Collected data entries
%%
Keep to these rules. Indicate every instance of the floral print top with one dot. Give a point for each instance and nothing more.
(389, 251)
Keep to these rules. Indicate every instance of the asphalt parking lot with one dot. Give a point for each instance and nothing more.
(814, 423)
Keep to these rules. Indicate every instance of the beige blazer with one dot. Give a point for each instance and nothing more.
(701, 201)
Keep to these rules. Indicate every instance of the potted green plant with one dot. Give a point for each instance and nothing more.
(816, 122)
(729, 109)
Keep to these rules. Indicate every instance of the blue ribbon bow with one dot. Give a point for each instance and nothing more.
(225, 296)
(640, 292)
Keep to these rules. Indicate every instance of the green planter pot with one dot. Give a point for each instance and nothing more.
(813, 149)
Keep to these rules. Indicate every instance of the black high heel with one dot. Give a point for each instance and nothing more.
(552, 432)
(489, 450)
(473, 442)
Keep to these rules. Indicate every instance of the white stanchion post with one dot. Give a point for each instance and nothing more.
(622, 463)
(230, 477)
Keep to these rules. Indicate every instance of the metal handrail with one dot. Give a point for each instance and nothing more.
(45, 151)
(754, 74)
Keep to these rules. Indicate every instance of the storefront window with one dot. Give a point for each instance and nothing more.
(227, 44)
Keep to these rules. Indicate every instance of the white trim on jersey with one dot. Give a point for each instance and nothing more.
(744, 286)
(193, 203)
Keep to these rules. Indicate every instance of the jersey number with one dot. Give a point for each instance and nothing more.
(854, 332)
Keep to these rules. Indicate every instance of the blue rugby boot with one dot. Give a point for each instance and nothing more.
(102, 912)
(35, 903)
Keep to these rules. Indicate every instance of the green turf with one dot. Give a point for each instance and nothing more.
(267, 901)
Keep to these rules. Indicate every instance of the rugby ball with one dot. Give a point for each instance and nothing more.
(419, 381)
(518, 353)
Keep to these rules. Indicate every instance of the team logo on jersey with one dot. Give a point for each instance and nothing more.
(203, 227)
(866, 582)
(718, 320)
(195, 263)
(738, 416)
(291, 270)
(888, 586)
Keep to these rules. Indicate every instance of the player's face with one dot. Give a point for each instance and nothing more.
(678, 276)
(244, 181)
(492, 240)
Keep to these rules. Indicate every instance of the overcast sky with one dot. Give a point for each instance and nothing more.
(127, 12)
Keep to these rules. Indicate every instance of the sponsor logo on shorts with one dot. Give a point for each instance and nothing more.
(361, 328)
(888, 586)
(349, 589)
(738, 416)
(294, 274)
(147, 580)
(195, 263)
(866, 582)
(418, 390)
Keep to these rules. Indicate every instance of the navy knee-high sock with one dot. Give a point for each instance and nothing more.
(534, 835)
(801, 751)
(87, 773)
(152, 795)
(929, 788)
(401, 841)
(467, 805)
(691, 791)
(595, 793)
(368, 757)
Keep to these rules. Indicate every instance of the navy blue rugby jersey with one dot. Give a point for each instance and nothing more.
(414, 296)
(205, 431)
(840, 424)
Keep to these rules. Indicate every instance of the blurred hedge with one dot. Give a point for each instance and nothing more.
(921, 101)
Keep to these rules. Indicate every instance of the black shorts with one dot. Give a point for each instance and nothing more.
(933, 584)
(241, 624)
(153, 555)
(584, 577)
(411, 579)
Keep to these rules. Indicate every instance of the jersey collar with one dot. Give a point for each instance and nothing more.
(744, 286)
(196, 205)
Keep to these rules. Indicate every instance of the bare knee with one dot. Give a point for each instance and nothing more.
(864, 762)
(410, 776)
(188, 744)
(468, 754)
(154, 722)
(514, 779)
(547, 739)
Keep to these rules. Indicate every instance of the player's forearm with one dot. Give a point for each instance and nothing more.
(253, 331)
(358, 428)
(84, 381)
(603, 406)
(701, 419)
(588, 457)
%%
PROBLEM REQUIREMENTS
Your reply should consist of the records, duplicated exactly.

RESULT BELOW
Keep to these rules. Indicate every instance of the floral print top with one dot. Give a point for each instance and nothing more.
(389, 251)
Keep to these rules. Indicate every instance of the asphalt parking lot with one dot. Give a point for each instance and nothing more.
(814, 423)
Keep to these rules. Indicate every instance of the beige blazer with one dot. Give a point for each instance and nothing more.
(701, 201)
Keep to these rules. Indicate every instance of the potted green plant with one dot. Give a point for each instance and nothing more.
(816, 122)
(729, 109)
Keep to these rules. Indicate every instance of the blue ribbon bow with one dot. Give a point for each instance and nothing more.
(225, 296)
(640, 292)
Keep to these rules. Indicate every instance of the green planter pot with one dot. Give a point for each instance and nothing more.
(813, 149)
Keep to these rules. Indicate every instance of the black high heel with one dot. Give a point for each instance and nothing more.
(552, 432)
(489, 450)
(473, 442)
Keep to these rules. Indicate every instance of the white stanchion post with one dot. Give a point for each instance and nothing more.
(622, 463)
(230, 477)
Keep to these rules. Indicate every instance of the metal handrail with one dot. Give a point for each instance and nothing more.
(45, 151)
(754, 74)
Keep to these rules. Indicate every instance of the storefront window with one dot. Give a point for each instance and nothing more.
(227, 44)
Keep to these rules. Indicate every instance of the white trim on jersey with one dot. Give a point for each instance and nothing more.
(744, 286)
(193, 203)
Keep to these rules. Indicate every instance of the jersey number with one dot. Give a point for each instance and nothing more.
(854, 332)
Keep to these rules. Indicate every instance of the blue rugby boot with one dot. Give a point for each instance and nothing more.
(102, 912)
(35, 903)
Keep to these rules. Indicate every instance of the green turf with one dot. Give a point for each instance and nothing more.
(267, 901)
Keep to these rules. Indicate every instance of the rugby ball with one dot. Give a point for each instance and nothing more.
(419, 381)
(518, 353)
Keep to these rules. Indicate every instance of the team logo on jersey with one dot. Give a point for each instance and nothing more.
(203, 227)
(866, 582)
(718, 320)
(195, 263)
(738, 416)
(291, 270)
(888, 586)
Keep to these rules. Indicate every instance of the player's face with one dot. Give a point for each instance and nothing more.
(678, 276)
(244, 181)
(492, 240)
Keep to these rules. Indicate every instance of the overcast sky with one dot. Give a point for each instance and nothing more.
(127, 12)
Keep to these rules. Indicate every instance of the sponsor logo on shorts with one dot. Give a point for each instance and nothing more.
(361, 328)
(888, 586)
(349, 589)
(738, 416)
(294, 274)
(147, 580)
(195, 263)
(866, 582)
(418, 390)
Keep to these rules. Indicate every instance of the navy knee-high sock with one dot. Give a point for each instance and nothing more.
(534, 835)
(801, 751)
(87, 773)
(152, 795)
(929, 788)
(401, 841)
(467, 805)
(691, 791)
(595, 793)
(368, 757)
Keep to these rules. Indicate every instance of the navy blue rugby jersey with one dot. Give a point for each instance and nothing more.
(414, 296)
(205, 431)
(840, 424)
Keep to these rules. Indicate every instance of the blurred hedge with one dot. Give a point for each instance and nothing more.
(921, 101)
Keep to these rules. Indicate every instance of the black shorts with one dot. Give a point for each instance and nothing more.
(933, 584)
(241, 624)
(153, 555)
(584, 577)
(411, 579)
Keep to these rules. Indicate every instance of the jersey collar with one dot. Give a point for each instance and nothing more.
(744, 286)
(196, 205)
Keep to these rules. Indicate every instance of the bare knee with one dot. Give a point for each instance and nothing more.
(864, 762)
(410, 776)
(188, 744)
(468, 754)
(154, 722)
(514, 779)
(547, 739)
Keep to these rules. Indicate every instance of the player's forearm with one dot. Give a point for each instance and nothing more.
(253, 331)
(358, 428)
(84, 381)
(603, 406)
(701, 419)
(588, 457)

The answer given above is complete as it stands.